Data extracted from a collection
┏━━
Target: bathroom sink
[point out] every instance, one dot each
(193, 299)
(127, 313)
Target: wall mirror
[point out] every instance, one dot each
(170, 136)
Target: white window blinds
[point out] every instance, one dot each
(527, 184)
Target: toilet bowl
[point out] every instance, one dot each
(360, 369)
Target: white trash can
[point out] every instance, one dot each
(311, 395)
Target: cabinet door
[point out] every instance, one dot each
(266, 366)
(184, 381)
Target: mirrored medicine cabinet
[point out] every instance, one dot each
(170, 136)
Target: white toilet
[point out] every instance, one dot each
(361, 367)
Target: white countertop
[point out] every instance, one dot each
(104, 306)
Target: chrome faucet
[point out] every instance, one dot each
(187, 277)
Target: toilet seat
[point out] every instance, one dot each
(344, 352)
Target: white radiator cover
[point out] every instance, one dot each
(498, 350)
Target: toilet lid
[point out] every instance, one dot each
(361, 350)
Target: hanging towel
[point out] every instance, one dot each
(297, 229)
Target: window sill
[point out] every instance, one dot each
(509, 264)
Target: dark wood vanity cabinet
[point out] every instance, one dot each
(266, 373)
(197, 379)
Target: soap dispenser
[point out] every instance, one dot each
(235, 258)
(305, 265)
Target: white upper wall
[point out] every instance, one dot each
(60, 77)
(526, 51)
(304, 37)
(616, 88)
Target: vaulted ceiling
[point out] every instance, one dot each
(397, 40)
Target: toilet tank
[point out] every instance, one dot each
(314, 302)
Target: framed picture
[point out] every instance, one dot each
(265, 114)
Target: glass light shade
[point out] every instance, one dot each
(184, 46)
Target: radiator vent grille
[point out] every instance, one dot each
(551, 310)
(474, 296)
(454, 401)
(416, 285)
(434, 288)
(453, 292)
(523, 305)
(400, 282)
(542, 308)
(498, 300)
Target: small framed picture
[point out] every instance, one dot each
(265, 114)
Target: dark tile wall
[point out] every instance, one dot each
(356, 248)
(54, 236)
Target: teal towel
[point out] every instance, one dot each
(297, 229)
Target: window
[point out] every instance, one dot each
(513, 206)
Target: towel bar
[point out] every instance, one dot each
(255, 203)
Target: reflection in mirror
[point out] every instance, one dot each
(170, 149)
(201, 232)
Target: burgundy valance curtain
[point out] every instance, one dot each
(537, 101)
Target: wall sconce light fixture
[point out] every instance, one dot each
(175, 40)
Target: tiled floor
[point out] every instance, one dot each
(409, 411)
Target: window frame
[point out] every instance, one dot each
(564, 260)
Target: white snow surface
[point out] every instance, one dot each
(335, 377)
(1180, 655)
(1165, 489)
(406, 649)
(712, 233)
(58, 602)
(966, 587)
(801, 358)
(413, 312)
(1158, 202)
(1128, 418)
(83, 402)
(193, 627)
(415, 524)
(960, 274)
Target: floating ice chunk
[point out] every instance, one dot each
┗━━
WHAT YOU HAVE TO DO —
Would you retype exactly the lines above, from the line with "Target: toilet tank" to the line with "Target: reflection in mirror", with both end lines kept and nothing more?

ANSWER SECTION —
Target: toilet tank
[point out] every instance, one dot each
(314, 302)
Target: framed picture
[point out] every instance, one dot each
(265, 114)
Target: glass light shade
[point out] every instance, one dot each
(184, 46)
Target: radiator vent grille
[point out] every instance, one dot each
(551, 310)
(474, 296)
(454, 401)
(416, 285)
(434, 288)
(453, 292)
(523, 305)
(400, 282)
(542, 308)
(498, 300)
Target: small framed picture
[point out] every instance, one dot each
(265, 114)
Target: dark tile wall
[point out] every instance, one dot each
(356, 248)
(54, 236)
Target: teal towel
[point out] every instance, one dot each
(297, 229)
Target: window
[point out] every instance, one dot each
(513, 206)
Target: towel bar
[point out] every instance, one dot each
(255, 203)
Target: reflection in mirror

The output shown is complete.